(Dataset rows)
## start

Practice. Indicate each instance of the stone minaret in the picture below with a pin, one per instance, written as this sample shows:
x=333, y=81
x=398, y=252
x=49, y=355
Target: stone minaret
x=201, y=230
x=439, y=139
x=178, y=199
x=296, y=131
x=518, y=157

## end

**Problem**
Copy every line of the records above, character for character.

**Exercise answer**
Practice. Indicate each instance of the stone minaret in the picture below with a pin, one per instance, written as this sample shows:
x=333, y=81
x=398, y=252
x=49, y=355
Target: stone minaret
x=201, y=230
x=439, y=139
x=178, y=199
x=296, y=131
x=518, y=157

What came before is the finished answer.